--- Excerpted data Enclosed Below ---

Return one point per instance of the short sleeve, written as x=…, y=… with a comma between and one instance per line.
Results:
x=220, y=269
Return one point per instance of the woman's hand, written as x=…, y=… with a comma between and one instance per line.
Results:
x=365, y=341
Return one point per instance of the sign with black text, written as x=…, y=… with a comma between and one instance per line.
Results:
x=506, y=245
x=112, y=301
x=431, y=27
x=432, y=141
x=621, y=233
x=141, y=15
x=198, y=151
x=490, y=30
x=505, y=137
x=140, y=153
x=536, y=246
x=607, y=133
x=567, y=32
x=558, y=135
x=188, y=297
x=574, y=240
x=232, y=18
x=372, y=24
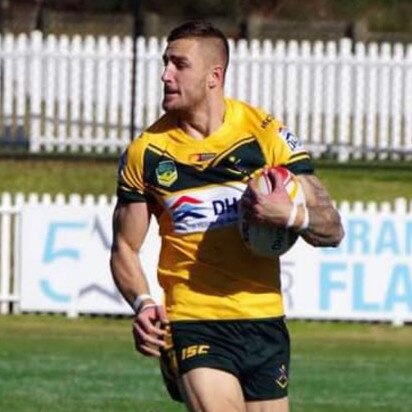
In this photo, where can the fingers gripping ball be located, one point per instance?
(268, 240)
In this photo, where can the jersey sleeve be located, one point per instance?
(130, 184)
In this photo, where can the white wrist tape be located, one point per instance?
(292, 216)
(137, 303)
(305, 223)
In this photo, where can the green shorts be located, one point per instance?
(257, 352)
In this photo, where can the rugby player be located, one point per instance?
(220, 332)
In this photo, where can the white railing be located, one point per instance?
(54, 254)
(75, 93)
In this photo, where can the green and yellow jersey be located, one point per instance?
(193, 188)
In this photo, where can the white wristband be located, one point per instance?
(292, 216)
(305, 223)
(137, 303)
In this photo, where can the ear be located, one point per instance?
(215, 77)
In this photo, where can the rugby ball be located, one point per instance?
(265, 240)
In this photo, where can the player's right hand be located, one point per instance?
(149, 329)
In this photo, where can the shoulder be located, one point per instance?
(154, 134)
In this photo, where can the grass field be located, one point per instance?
(352, 181)
(53, 364)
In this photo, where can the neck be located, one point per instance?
(201, 123)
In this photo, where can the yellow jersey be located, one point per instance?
(193, 188)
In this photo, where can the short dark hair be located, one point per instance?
(201, 29)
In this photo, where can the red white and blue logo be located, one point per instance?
(205, 209)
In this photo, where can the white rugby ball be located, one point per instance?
(265, 240)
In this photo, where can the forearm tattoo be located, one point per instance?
(325, 228)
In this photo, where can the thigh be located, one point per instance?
(212, 390)
(265, 375)
(275, 405)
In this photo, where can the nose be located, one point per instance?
(166, 75)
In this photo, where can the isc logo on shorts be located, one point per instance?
(194, 350)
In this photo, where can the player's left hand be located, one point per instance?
(273, 208)
(149, 329)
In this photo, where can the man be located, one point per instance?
(221, 335)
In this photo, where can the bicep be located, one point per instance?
(130, 225)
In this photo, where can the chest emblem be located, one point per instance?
(166, 173)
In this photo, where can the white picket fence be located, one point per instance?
(74, 94)
(369, 277)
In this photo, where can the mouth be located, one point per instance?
(170, 92)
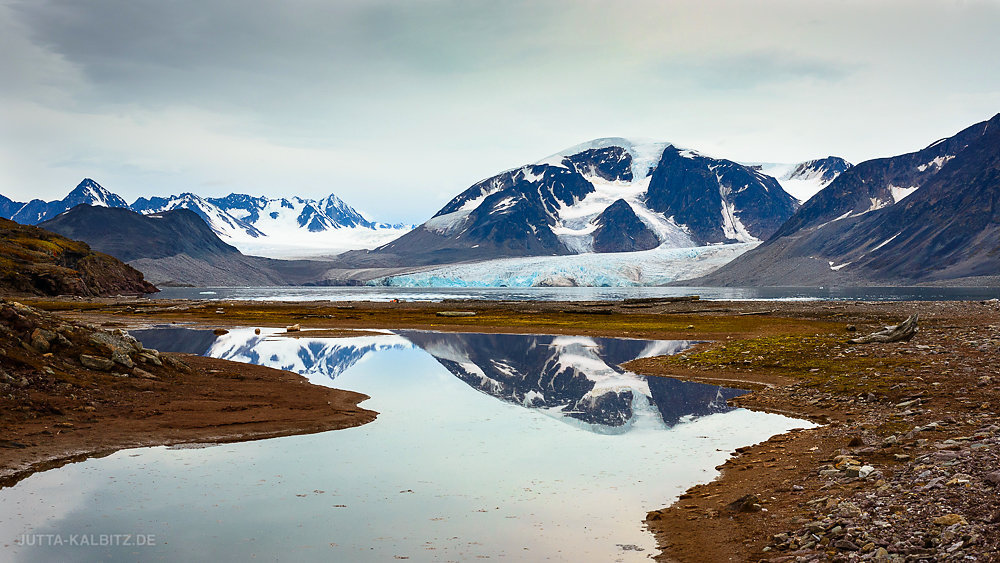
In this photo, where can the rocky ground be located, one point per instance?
(70, 390)
(905, 468)
(902, 467)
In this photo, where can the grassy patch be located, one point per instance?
(823, 361)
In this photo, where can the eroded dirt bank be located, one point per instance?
(69, 391)
(904, 467)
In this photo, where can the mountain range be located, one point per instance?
(177, 247)
(928, 216)
(37, 261)
(653, 209)
(605, 196)
(248, 222)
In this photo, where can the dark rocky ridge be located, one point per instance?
(37, 211)
(619, 229)
(947, 229)
(695, 190)
(36, 261)
(518, 212)
(177, 248)
(826, 169)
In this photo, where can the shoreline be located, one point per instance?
(891, 407)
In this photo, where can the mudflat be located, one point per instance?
(903, 466)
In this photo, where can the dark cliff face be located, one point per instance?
(511, 215)
(619, 229)
(825, 169)
(946, 228)
(36, 261)
(555, 373)
(712, 196)
(129, 236)
(35, 211)
(870, 184)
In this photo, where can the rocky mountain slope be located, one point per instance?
(251, 223)
(178, 248)
(607, 195)
(805, 179)
(36, 261)
(924, 217)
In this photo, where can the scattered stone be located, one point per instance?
(950, 520)
(902, 332)
(96, 362)
(746, 503)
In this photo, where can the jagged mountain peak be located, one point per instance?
(556, 206)
(90, 192)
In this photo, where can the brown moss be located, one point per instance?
(824, 361)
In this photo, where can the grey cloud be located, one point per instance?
(752, 70)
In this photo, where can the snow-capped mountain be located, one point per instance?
(574, 377)
(292, 227)
(36, 210)
(925, 216)
(607, 195)
(804, 179)
(321, 360)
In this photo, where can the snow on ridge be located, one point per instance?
(645, 153)
(900, 193)
(936, 164)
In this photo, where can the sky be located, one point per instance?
(397, 106)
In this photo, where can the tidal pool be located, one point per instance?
(522, 447)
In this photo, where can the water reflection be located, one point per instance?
(446, 472)
(575, 378)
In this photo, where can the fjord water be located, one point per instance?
(499, 446)
(376, 293)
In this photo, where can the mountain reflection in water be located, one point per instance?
(574, 378)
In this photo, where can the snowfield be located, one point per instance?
(658, 266)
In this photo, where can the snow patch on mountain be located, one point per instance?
(936, 164)
(658, 266)
(898, 193)
(804, 179)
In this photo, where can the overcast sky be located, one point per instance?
(398, 105)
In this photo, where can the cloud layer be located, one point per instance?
(398, 105)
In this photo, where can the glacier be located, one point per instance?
(659, 266)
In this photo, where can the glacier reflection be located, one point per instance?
(573, 378)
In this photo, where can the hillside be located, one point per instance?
(39, 262)
(931, 216)
(178, 248)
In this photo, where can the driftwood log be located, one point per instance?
(902, 332)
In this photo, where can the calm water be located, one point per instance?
(299, 293)
(486, 446)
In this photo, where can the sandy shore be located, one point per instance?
(902, 468)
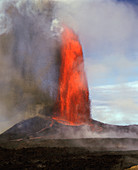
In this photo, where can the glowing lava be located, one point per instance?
(73, 104)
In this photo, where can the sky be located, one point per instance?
(108, 31)
(112, 66)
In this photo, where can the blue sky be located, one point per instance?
(112, 63)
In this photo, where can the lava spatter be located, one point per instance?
(73, 104)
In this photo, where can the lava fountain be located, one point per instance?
(73, 104)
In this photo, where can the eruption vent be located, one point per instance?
(73, 105)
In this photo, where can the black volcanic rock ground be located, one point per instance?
(49, 128)
(39, 143)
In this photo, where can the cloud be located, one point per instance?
(115, 104)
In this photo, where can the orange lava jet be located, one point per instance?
(73, 104)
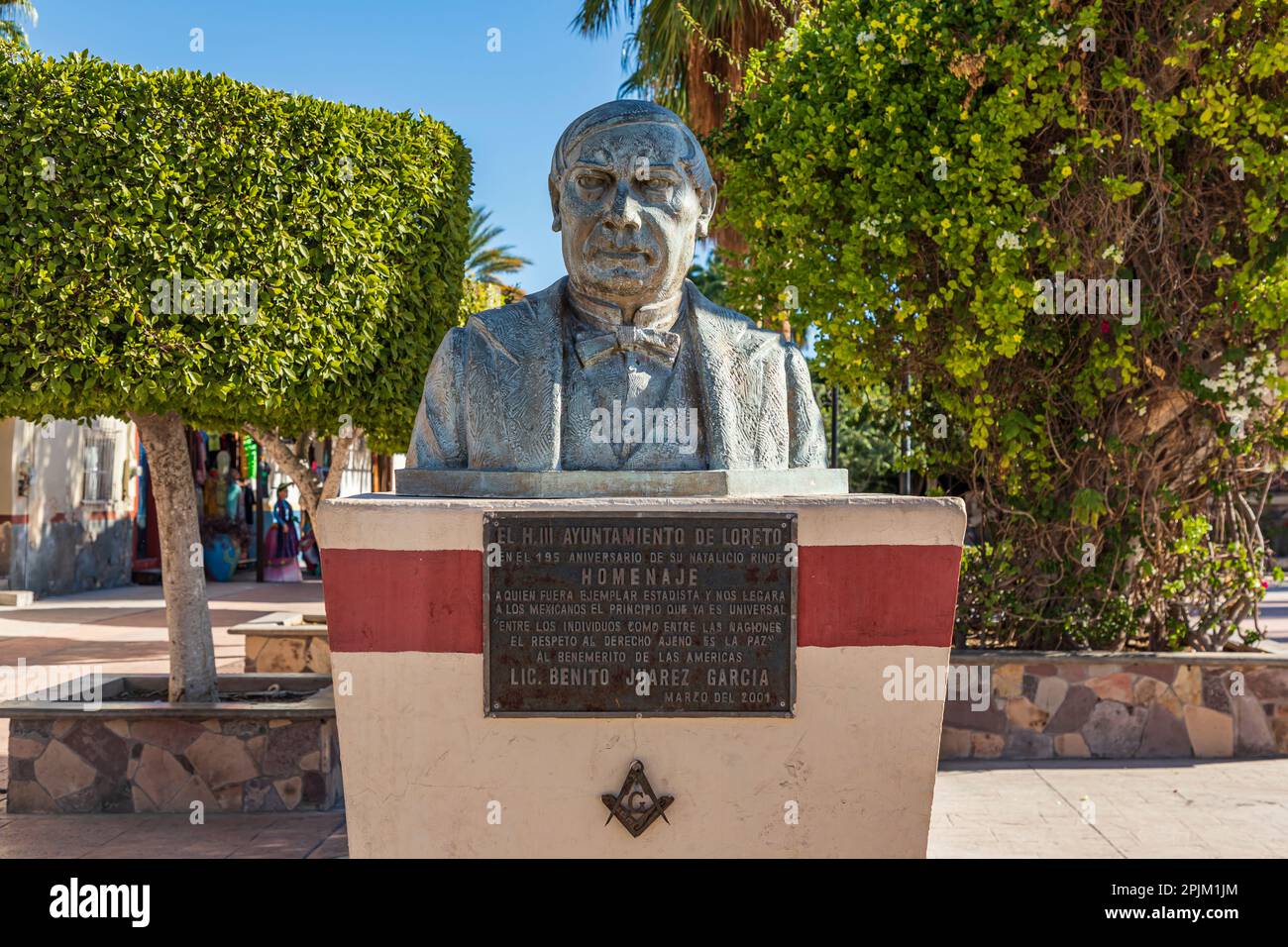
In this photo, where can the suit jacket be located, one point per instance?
(492, 397)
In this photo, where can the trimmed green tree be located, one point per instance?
(183, 248)
(291, 455)
(1055, 236)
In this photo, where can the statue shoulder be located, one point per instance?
(738, 329)
(505, 318)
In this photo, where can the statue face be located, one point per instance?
(629, 213)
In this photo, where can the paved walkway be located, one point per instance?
(1069, 808)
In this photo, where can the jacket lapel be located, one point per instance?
(515, 372)
(730, 381)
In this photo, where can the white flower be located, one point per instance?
(1050, 39)
(1008, 241)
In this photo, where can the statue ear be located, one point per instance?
(707, 202)
(554, 204)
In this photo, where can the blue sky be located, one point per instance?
(420, 54)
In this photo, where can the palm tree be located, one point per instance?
(678, 43)
(11, 13)
(484, 262)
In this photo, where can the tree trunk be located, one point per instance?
(183, 578)
(296, 468)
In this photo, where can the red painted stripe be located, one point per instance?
(876, 595)
(432, 600)
(384, 599)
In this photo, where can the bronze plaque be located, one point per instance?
(639, 613)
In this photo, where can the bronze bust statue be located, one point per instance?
(622, 365)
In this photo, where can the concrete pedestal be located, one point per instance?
(426, 774)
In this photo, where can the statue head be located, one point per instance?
(631, 191)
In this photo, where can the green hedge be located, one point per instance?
(351, 222)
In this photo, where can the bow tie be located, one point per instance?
(655, 344)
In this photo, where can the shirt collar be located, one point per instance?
(603, 315)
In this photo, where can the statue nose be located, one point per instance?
(625, 211)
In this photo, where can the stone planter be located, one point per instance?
(286, 643)
(1115, 705)
(150, 755)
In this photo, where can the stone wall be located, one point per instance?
(1121, 706)
(81, 764)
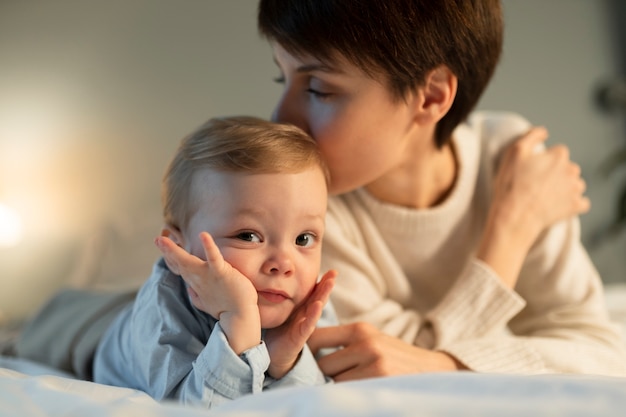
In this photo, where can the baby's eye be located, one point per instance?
(305, 239)
(248, 237)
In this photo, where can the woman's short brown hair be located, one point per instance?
(400, 40)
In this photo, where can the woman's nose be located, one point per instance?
(288, 110)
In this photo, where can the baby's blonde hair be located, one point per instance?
(238, 144)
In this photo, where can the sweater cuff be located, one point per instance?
(304, 373)
(506, 354)
(477, 305)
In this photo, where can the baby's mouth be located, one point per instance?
(273, 296)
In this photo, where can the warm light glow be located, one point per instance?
(10, 227)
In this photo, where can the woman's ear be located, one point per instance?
(436, 96)
(176, 236)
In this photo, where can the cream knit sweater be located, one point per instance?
(414, 275)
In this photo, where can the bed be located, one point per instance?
(34, 390)
(31, 389)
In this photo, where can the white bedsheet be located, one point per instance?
(445, 394)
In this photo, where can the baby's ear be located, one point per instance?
(176, 236)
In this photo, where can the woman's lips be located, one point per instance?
(273, 296)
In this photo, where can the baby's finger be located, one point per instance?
(324, 287)
(213, 255)
(178, 260)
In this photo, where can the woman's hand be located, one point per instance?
(218, 289)
(366, 352)
(533, 189)
(285, 342)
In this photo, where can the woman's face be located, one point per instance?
(361, 131)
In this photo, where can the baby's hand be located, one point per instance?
(218, 289)
(285, 342)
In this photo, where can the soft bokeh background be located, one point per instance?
(95, 95)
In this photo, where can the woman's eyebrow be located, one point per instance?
(317, 66)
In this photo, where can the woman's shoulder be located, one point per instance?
(496, 129)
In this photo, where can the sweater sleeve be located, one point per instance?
(563, 327)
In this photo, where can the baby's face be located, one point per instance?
(267, 226)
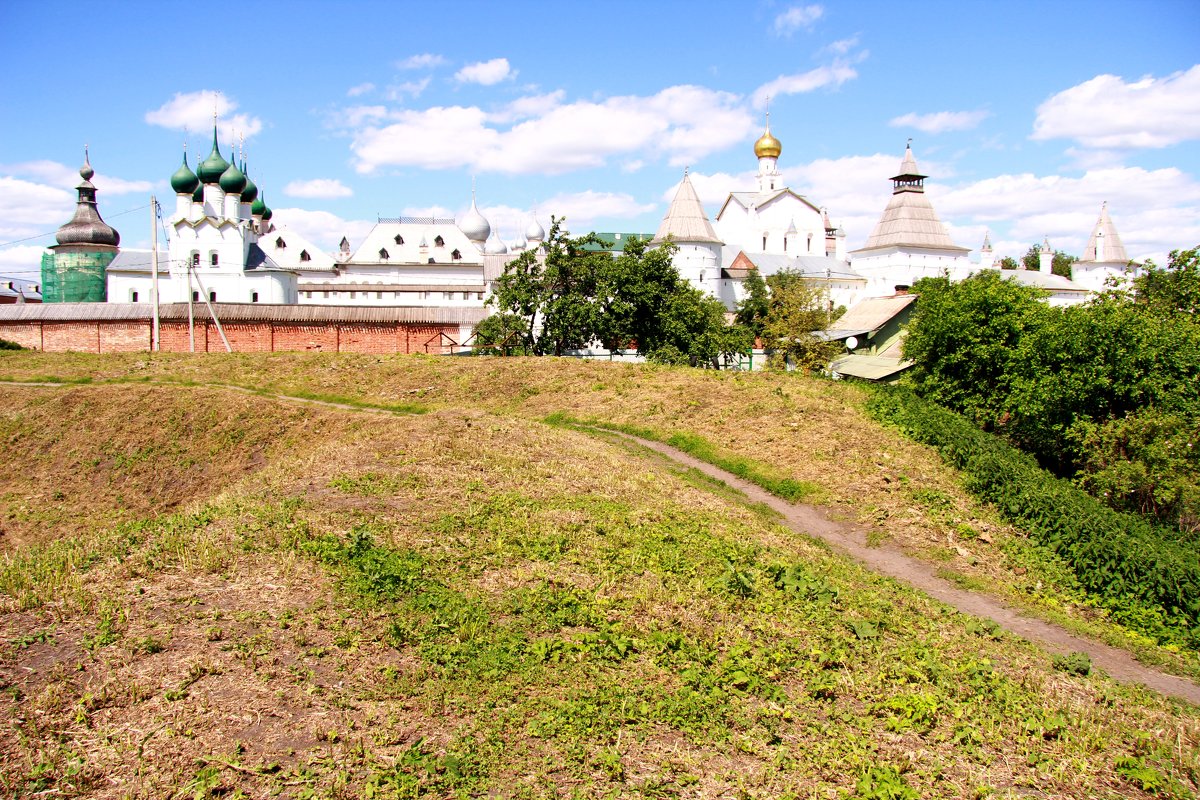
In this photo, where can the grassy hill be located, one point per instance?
(207, 591)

--- End of Enclosed Excerpted data ---

__Work request__.
Search the entries for the word "Return" and show every line that has it.

__Result of this task__.
Return one point per instance of the short sleeve, written as x=…, y=… with a comma between and one instance per line.
Return one point per instance of the woman's hand, written as x=…, y=… with a comma between and one instance per line.
Return one point per instance of the sign with black text, written as x=…, y=… with a comma between and one instance per line.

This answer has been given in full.